▶ _Work to be completed_:
Copy nothing but the text: repeat each entry exactly and drop the images.
__________________________________________________
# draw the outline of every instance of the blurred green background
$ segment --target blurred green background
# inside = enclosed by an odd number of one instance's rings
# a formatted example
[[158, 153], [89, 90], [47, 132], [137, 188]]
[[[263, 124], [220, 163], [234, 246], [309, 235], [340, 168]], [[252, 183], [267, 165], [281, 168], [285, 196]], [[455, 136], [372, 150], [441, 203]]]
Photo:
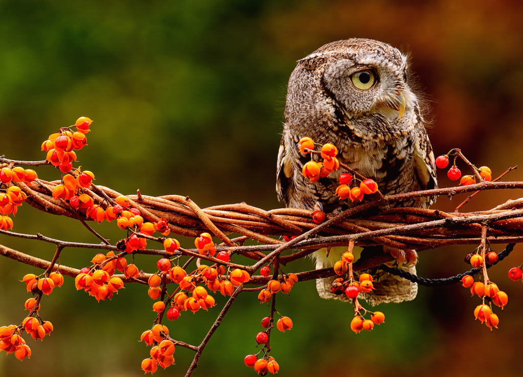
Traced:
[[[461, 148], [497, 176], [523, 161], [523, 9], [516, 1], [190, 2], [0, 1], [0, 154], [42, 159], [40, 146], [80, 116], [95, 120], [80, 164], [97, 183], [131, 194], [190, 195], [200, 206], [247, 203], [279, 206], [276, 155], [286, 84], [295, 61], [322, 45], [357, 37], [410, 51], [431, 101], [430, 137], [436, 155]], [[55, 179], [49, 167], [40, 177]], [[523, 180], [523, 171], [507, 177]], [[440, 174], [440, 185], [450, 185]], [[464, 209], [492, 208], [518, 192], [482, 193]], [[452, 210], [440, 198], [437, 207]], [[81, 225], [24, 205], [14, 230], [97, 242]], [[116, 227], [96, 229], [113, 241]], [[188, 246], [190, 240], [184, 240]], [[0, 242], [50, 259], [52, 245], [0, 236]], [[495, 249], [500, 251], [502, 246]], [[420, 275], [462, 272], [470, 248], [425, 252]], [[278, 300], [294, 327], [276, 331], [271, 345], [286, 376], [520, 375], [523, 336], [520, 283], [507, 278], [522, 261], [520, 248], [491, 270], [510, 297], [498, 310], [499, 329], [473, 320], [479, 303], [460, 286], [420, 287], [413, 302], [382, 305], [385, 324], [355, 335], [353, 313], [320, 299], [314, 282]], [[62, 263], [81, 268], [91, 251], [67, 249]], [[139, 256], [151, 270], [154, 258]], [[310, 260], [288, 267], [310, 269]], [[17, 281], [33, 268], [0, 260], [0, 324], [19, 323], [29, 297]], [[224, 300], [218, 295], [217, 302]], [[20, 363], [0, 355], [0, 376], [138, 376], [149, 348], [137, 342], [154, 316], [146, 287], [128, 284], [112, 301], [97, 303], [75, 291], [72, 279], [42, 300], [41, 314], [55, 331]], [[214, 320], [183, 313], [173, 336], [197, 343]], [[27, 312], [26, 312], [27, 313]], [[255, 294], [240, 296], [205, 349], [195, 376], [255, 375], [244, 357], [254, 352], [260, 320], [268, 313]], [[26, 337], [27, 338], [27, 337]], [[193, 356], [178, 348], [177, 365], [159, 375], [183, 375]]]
__________________________________________________
▶ _Complete answer_:
# draw the outline of every instance of the blurred green background
$ segment --target blurred green background
# inside = enclosed by an odd number of one instance's rings
# a formatted example
[[158, 153], [89, 90], [47, 132], [137, 188]]
[[[263, 124], [220, 163], [234, 246], [309, 235], [340, 168]], [[252, 183], [267, 165], [281, 168], [285, 196]], [[455, 136], [372, 150], [441, 203]]]
Photo:
Traced:
[[[461, 148], [497, 176], [523, 161], [523, 9], [516, 1], [190, 2], [0, 1], [0, 154], [42, 159], [40, 146], [80, 116], [95, 120], [80, 164], [97, 183], [131, 194], [190, 195], [200, 206], [247, 203], [279, 206], [276, 155], [286, 84], [295, 61], [322, 45], [357, 37], [410, 51], [431, 101], [430, 137], [436, 155]], [[55, 179], [49, 167], [40, 177]], [[523, 180], [523, 171], [507, 177]], [[440, 174], [440, 185], [450, 185]], [[464, 209], [492, 208], [518, 192], [482, 193]], [[452, 210], [440, 198], [437, 207]], [[81, 225], [24, 205], [14, 230], [97, 242]], [[116, 227], [96, 229], [113, 241]], [[188, 246], [190, 240], [184, 240]], [[0, 242], [50, 259], [52, 245], [0, 236]], [[495, 249], [500, 251], [502, 246]], [[420, 275], [462, 272], [470, 248], [425, 252]], [[278, 300], [294, 327], [276, 331], [271, 345], [286, 376], [520, 375], [523, 336], [520, 283], [507, 278], [522, 261], [520, 248], [491, 270], [510, 297], [498, 310], [499, 329], [473, 320], [479, 303], [460, 286], [420, 287], [413, 302], [382, 305], [385, 324], [355, 335], [353, 313], [320, 299], [314, 282]], [[62, 263], [81, 268], [91, 251], [67, 249]], [[139, 256], [151, 270], [154, 258]], [[310, 260], [288, 267], [310, 269]], [[17, 281], [33, 268], [0, 260], [0, 324], [19, 323], [29, 297]], [[224, 300], [218, 295], [217, 302]], [[20, 363], [0, 355], [0, 376], [138, 376], [149, 348], [137, 342], [154, 316], [146, 287], [128, 284], [112, 301], [97, 303], [75, 291], [72, 279], [42, 300], [41, 314], [55, 331]], [[214, 320], [183, 313], [173, 336], [197, 343]], [[27, 312], [26, 312], [27, 313]], [[255, 294], [240, 296], [205, 349], [195, 376], [255, 375], [244, 357], [254, 352], [260, 320], [268, 313]], [[26, 337], [27, 338], [27, 337]], [[193, 356], [178, 348], [177, 365], [159, 375], [183, 375]]]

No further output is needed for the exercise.